_EXCERPT TO READ_

Back before recorded history, in 1965, Congress erected the nation’s first two monuments to health-care “reform,” Medicaid and Medicare. Medicaid was described at the time as a modest solution to the problem of health care for the poor. It would be run by the states and “monitored” by the federal government.
The reform known as Medicaid is worth our attention now because Mr. Obama is more or less demanding that the nation accept another reform, his “optional” federalized health insurance program. He suggested several times before the AMA that opposition to it will consist of “scare tactics” and “fear mongering.”
Whatever Medicaid’s merits, this federal health-care program more than any other factor has put California and New York on the brink of fiscal catastrophe. I’d even call it scary.
Anyone who has paid any attention to the health care debate know full well that Medicare and Medicaid have become huge black holes with future funding obligations in the tens of trillions of trillions of dollars.
Now, pointing that out and doubting the government’s ability to do any better is apparently “scare tactics” and “fear mongering”. Reminds me of the AGW nonsense.
After 45 years, the health-care reform called Medicaid has crushed state budgets. A study by the National Governors Association said a decade ago that because of “new requirements” imposed by federal law — meaning Congress — “Medicaid has evolved into a program whose size, cost and significance are far beyond the original vision of its creators.”
There is nothing to convince anyone that the same won’t happen with a “public option”. And although the present plan is to have such an option pay for itself through premiums, there’s nothing to stop Congress from deciding the taxpayer should pick up the tab at some point in the future.
In his speech, Mr. Obama said the cost of the Public Option won’t add to the deficit: “I’ve set down a rule for my staff, for my team — and I’ve said this to Congress — health-care reform must be, and will be, deficit-neutral in the next decade.” If we’re honest, that means tax increases are inevitable.
The thing to remember – “deficit-neutral” doesn’t necessarily mean cuts in spending. It means that revenue must equal spending and that obviously means that spending increases must have added revenue – tax increases.
There is some resistance starting to form to the “reform”. The Democrats plan on rushing this through with limited debate. If they succeed, “Son of Medicare” will wander out the government lab and bankrupt this nation much more quickly than now anticipated.

_TASK DETAILS_
Transcribe the passage of the Medicaid and health-care reform text starting at "The reform known" and ending at "trillions of dollars.".

_DATA EXTRACT_
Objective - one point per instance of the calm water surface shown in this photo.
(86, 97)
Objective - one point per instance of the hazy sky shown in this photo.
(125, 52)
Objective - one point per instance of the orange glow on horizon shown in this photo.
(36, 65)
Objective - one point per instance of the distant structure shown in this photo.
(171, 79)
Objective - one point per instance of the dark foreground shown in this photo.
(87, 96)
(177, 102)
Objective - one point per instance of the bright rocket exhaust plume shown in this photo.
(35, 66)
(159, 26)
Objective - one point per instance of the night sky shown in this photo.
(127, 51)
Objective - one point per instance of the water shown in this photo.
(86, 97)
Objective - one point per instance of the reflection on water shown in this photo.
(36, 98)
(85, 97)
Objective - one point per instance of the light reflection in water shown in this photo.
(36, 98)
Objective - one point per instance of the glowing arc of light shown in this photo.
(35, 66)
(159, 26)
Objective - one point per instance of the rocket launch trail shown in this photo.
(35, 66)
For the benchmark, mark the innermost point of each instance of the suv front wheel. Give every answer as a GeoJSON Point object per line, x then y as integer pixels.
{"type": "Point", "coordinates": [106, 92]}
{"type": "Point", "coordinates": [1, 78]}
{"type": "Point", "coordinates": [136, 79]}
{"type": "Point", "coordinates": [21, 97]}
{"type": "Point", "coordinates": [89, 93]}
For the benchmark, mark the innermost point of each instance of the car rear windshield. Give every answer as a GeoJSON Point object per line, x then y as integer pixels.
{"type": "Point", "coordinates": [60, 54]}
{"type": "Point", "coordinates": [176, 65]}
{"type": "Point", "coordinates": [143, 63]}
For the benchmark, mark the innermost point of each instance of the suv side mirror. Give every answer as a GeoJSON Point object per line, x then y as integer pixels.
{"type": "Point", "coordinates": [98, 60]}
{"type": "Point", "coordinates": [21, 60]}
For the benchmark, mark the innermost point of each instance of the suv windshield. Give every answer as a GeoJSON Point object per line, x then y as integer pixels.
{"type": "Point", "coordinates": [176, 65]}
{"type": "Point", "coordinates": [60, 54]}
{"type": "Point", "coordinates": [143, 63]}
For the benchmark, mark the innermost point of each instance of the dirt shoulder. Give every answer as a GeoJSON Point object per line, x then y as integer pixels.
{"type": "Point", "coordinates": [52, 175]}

_THE ANSWER_
The reform known as Medicaid is worth our attention now because Mr. Obama is more or less demanding that the nation accept another reform, his “optional” federalized health insurance program. He suggested several times before the AMA that opposition to it will consist of “scare tactics” and “fear mongering.”
Whatever Medicaid’s merits, this federal health-care program more than any other factor has put California and New York on the brink of fiscal catastrophe. I’d even call it scary.
Anyone who has paid any attention to the health care debate know full well that Medicare and Medicaid have become huge black holes with future funding obligations in the tens of trillions of trillions of dollars.